Newly concluded training contracts 2005 and 2006 according to field of activity

Development in the smaller fields was inconsistent.
Agriculture recorded around 1,000 additional contracts compared to a year ago (+7.0%) within a total volume of 15,813 newly concluded contracts. The liberal professions, on the other hand, saw a distinct fall in the number of newly concluded training contracts, experiencing a decrease of 1,507 or 3.5% and only achieving a total of 42,110.

The negative development within the liberal professions is particularly due to the sharp fall in the number of new contracts in chemists' and doctors' and dentists' surgeries. Legal practices, tax consultants and veterinary surgeons, on the other hand, concluded a similar number of contracts to the previous year.

14,307 training place applicants went into occupations in the public sector this year, representing an increase of 136 or 1.0% over 2005. The number of new contracts in housekeeping went up by 200 (4.9 %), bringing this year's figure to 4,320. In the smallest field of activity, maritime shipping, 289 training contracts were recorded, nine fewer than in 2005. When interpreting the results according to the various fields of activity, consideration needs to be accorded to the fact that the actual amount of training provided within the individual field goes beyond the figures stated here. The public sector, for example, does not only provide training in occupations for which it is directly responsible and which are represented by the figure stated here of around 14,300 new contracts. It in fact offers a large number of training places within fields of activity governed by trade and industry and craft trades, the contracts for these being registered within the last named fields. Actual training in recognised training occupations provided by the public sector is estimated to be about double the figures stated above. The training positions of candidates for the civil service also need to be added. The liberal professions also deliver a wide range of training in occupations where the contracts are counted under trade and industry.

▶ _Material_

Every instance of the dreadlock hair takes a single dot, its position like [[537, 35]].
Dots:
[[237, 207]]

▶ _Required actions_
a) Condense the paragraph in the training contracts text that begins "Agriculture recorded around 1,000" into a short bulleted list, keeping its figures.
b) Carry on the text about newly concluded training contracts by field of activity, starting after its final sentence.

▶ _Final answers_
a)
- Agriculture: around 1,000 more new contracts than a year earlier (+7.0%), for a total of 15,813.
- Liberal professions: a drop of 1,507 new contracts (3.5%), for a total of only 42,110.

b)
Background information on the BIBB survey of 30 September 2006: all training contracts concluded between 1 October of the previous year and 30 September of the current year are included in the survey. The figures relating to contracts are collected at district Federal Employment Agency level, divided up according to individual occupations. Within this process, subsequent contracts are recorded separately and, in contrast to the practice followed by the vocational education and training statistics published by the Federal Statistical Office (StBA), are not included within the total number of newly concluded contracts, the reason for this being that subsequent contracts are usually of less than 24 months' duration.01 Registrations of newly concluded training contracts are passed on to BIBB by the competent bodies by the end of November/start of December, initial evaluation results being ready as early as mid-December and being used for the Federal Government's Report on Vocational Education and Training. Since April 2005, § 86 of the Amended Vocational Training Act (BBiG) has constituted the legal basis for the BIBB survey.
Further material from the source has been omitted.